RECORDS FOR THIS EXERCISE:
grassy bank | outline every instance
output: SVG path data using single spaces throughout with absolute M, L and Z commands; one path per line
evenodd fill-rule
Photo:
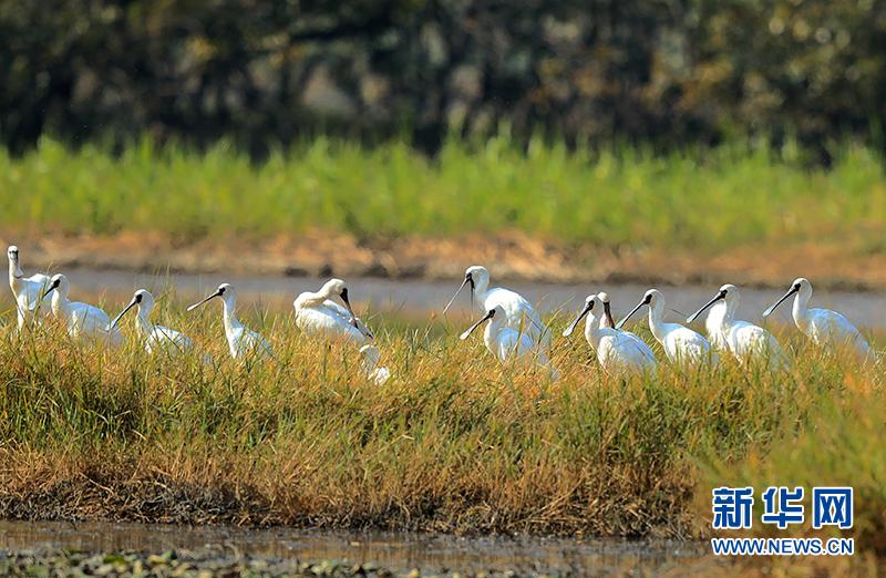
M 879 157 L 834 146 L 830 171 L 790 146 L 750 145 L 653 156 L 569 152 L 506 137 L 450 143 L 427 159 L 405 144 L 324 138 L 261 166 L 219 145 L 205 154 L 147 141 L 114 157 L 43 140 L 0 153 L 0 226 L 9 233 L 161 233 L 178 239 L 461 236 L 518 230 L 564 244 L 712 252 L 827 238 L 846 252 L 883 251 L 886 178 Z
M 555 340 L 564 378 L 550 383 L 501 368 L 456 328 L 382 326 L 394 378 L 375 386 L 353 349 L 305 340 L 286 317 L 250 320 L 277 361 L 240 367 L 217 311 L 158 316 L 216 363 L 99 351 L 54 328 L 2 336 L 0 515 L 691 537 L 710 508 L 693 495 L 806 464 L 810 482 L 865 496 L 856 531 L 882 548 L 875 369 L 803 348 L 785 374 L 727 362 L 620 382 L 576 337 Z

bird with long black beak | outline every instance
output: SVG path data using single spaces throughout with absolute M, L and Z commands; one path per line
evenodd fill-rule
M 225 323 L 225 337 L 230 348 L 230 357 L 235 360 L 243 360 L 251 355 L 260 358 L 274 357 L 270 343 L 261 336 L 244 326 L 237 319 L 237 292 L 230 283 L 222 283 L 213 293 L 204 300 L 188 307 L 193 311 L 215 298 L 222 300 L 223 321 Z
M 859 359 L 873 358 L 867 340 L 848 319 L 830 309 L 810 309 L 812 283 L 804 277 L 794 279 L 787 292 L 763 311 L 763 317 L 771 316 L 791 296 L 796 296 L 792 309 L 794 323 L 813 343 L 832 350 L 849 351 Z
M 616 329 L 621 329 L 641 307 L 649 308 L 649 330 L 672 363 L 696 365 L 712 361 L 711 344 L 707 339 L 680 323 L 664 322 L 664 296 L 658 289 L 649 289 L 637 307 L 616 324 Z
M 483 331 L 483 342 L 490 353 L 501 363 L 535 363 L 546 368 L 552 379 L 559 376 L 559 371 L 550 364 L 547 353 L 539 350 L 529 336 L 507 326 L 505 310 L 502 306 L 495 306 L 486 311 L 486 314 L 459 336 L 459 339 L 464 341 L 486 322 L 488 324 Z
M 649 345 L 601 323 L 606 312 L 597 295 L 589 295 L 585 299 L 585 306 L 564 330 L 563 337 L 571 336 L 586 316 L 585 339 L 597 352 L 597 361 L 604 371 L 611 375 L 655 373 L 656 355 Z
M 163 352 L 175 355 L 194 348 L 194 342 L 182 333 L 168 327 L 151 322 L 151 311 L 154 309 L 154 296 L 147 289 L 138 289 L 130 303 L 111 321 L 111 327 L 116 328 L 123 316 L 131 309 L 137 309 L 135 316 L 135 331 L 148 354 Z
M 41 299 L 49 287 L 50 278 L 43 273 L 24 277 L 19 260 L 19 248 L 14 245 L 10 245 L 7 249 L 7 257 L 9 258 L 9 287 L 16 298 L 17 318 L 19 331 L 21 331 L 25 324 L 40 322 L 40 314 L 52 314 L 51 299 L 49 297 Z
M 490 288 L 490 271 L 485 267 L 474 265 L 464 272 L 464 280 L 459 286 L 459 290 L 452 296 L 450 302 L 443 309 L 446 314 L 455 298 L 465 286 L 471 288 L 471 310 L 476 307 L 483 312 L 488 312 L 496 307 L 504 311 L 503 322 L 521 334 L 526 334 L 532 340 L 534 347 L 547 349 L 550 344 L 550 332 L 542 322 L 542 318 L 535 308 L 522 295 L 504 289 L 502 287 Z
M 45 292 L 41 296 L 41 299 L 51 296 L 52 314 L 64 322 L 69 336 L 109 345 L 123 343 L 123 336 L 116 328 L 111 327 L 107 313 L 95 306 L 69 300 L 70 292 L 71 283 L 65 276 L 59 273 L 52 276 Z
M 333 299 L 340 299 L 344 307 Z M 330 279 L 317 292 L 300 293 L 292 301 L 292 308 L 296 324 L 309 336 L 343 339 L 357 345 L 373 339 L 365 323 L 354 314 L 348 286 L 341 279 Z
M 717 295 L 704 303 L 701 309 L 689 316 L 686 322 L 692 323 L 708 308 L 721 301 L 725 302 L 725 310 L 718 332 L 723 336 L 729 351 L 739 362 L 744 364 L 753 362 L 771 370 L 784 369 L 790 365 L 787 357 L 779 345 L 779 340 L 775 339 L 775 336 L 760 326 L 735 320 L 735 310 L 739 308 L 741 293 L 734 285 L 727 283 L 722 286 L 717 291 Z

THE PROBLEM: Copy out the material above character for character, keeping every line as it stands but leaving out the picture.

THE REPLY:
grassy bank | outline every instance
output: SVG path data using single spaces throughout with absolute M, L and Z commands; one path per line
evenodd fill-rule
Photo:
M 879 157 L 834 146 L 830 171 L 790 146 L 750 145 L 653 156 L 569 152 L 506 137 L 450 143 L 427 159 L 405 144 L 324 138 L 261 166 L 219 145 L 205 154 L 147 141 L 114 157 L 43 140 L 0 153 L 0 226 L 9 233 L 161 233 L 178 239 L 461 236 L 518 230 L 564 244 L 712 252 L 827 238 L 846 252 L 883 251 L 886 178 Z
M 555 340 L 564 378 L 550 383 L 501 368 L 456 328 L 382 326 L 394 378 L 375 386 L 353 349 L 305 340 L 286 317 L 250 320 L 277 361 L 240 367 L 217 311 L 158 316 L 216 363 L 99 351 L 54 328 L 2 336 L 0 515 L 691 537 L 710 508 L 693 495 L 806 464 L 810 482 L 865 496 L 856 531 L 882 548 L 875 369 L 803 348 L 785 374 L 727 362 L 620 382 L 576 337 Z

bird with long black beak | outline every instance
output: SVG path data using single spaces throughout with absolute M, L and Z commands; one path per line
evenodd fill-rule
M 225 323 L 225 337 L 230 348 L 230 357 L 235 360 L 243 360 L 251 355 L 260 358 L 274 357 L 270 343 L 261 336 L 244 326 L 237 319 L 237 292 L 230 283 L 222 283 L 213 293 L 204 300 L 188 307 L 193 311 L 215 298 L 222 300 L 223 321 Z
M 859 359 L 873 358 L 867 340 L 848 319 L 830 309 L 810 309 L 812 283 L 804 277 L 794 279 L 787 292 L 763 311 L 763 317 L 771 316 L 791 296 L 796 296 L 792 309 L 794 323 L 813 343 L 832 350 L 849 351 Z
M 616 329 L 621 329 L 641 307 L 649 308 L 649 330 L 672 363 L 696 365 L 712 361 L 711 344 L 707 339 L 680 323 L 664 322 L 664 296 L 658 289 L 649 289 L 637 307 L 616 324 Z
M 483 331 L 483 342 L 490 353 L 501 363 L 535 363 L 546 368 L 552 379 L 559 376 L 559 371 L 550 364 L 547 353 L 539 350 L 529 336 L 507 326 L 505 310 L 502 306 L 495 306 L 486 311 L 486 314 L 459 336 L 459 339 L 464 341 L 486 322 L 488 324 Z
M 649 345 L 601 323 L 606 312 L 597 295 L 589 295 L 585 299 L 585 306 L 564 330 L 563 337 L 571 336 L 586 316 L 585 339 L 597 352 L 597 361 L 604 371 L 611 375 L 655 373 L 656 355 Z
M 163 352 L 175 355 L 194 348 L 194 342 L 182 333 L 168 327 L 151 322 L 151 311 L 154 309 L 154 296 L 147 289 L 138 289 L 130 303 L 111 321 L 111 327 L 116 328 L 123 316 L 131 309 L 137 309 L 135 316 L 135 331 L 148 354 Z
M 41 299 L 49 287 L 50 278 L 43 273 L 24 277 L 19 260 L 19 248 L 14 245 L 10 245 L 7 249 L 7 257 L 9 258 L 9 287 L 16 298 L 17 318 L 19 331 L 21 331 L 25 324 L 40 322 L 40 314 L 52 314 L 51 299 L 49 297 Z
M 490 288 L 490 271 L 485 267 L 474 265 L 464 272 L 464 280 L 459 286 L 459 290 L 452 296 L 450 302 L 443 309 L 446 314 L 455 298 L 465 286 L 471 288 L 471 310 L 476 307 L 483 312 L 488 312 L 496 307 L 504 311 L 503 322 L 521 334 L 526 334 L 532 340 L 534 347 L 547 349 L 550 344 L 550 332 L 542 322 L 542 318 L 535 308 L 522 295 L 504 289 L 502 287 Z
M 45 292 L 41 296 L 41 299 L 51 296 L 52 314 L 64 322 L 69 336 L 109 345 L 123 343 L 123 336 L 116 328 L 111 327 L 107 313 L 95 306 L 69 300 L 70 292 L 71 283 L 65 276 L 59 273 L 52 276 Z
M 333 299 L 340 299 L 344 307 Z M 330 279 L 317 292 L 300 293 L 292 301 L 292 308 L 296 324 L 309 336 L 343 339 L 357 345 L 373 339 L 365 323 L 354 314 L 348 286 L 341 279 Z
M 717 295 L 704 303 L 701 309 L 689 316 L 686 322 L 692 323 L 708 308 L 721 301 L 725 302 L 725 310 L 718 332 L 723 336 L 729 351 L 739 362 L 744 364 L 753 362 L 771 370 L 784 369 L 790 365 L 787 357 L 779 345 L 779 340 L 775 339 L 775 336 L 760 326 L 735 320 L 735 310 L 739 308 L 741 293 L 734 285 L 727 283 L 722 286 L 717 291 Z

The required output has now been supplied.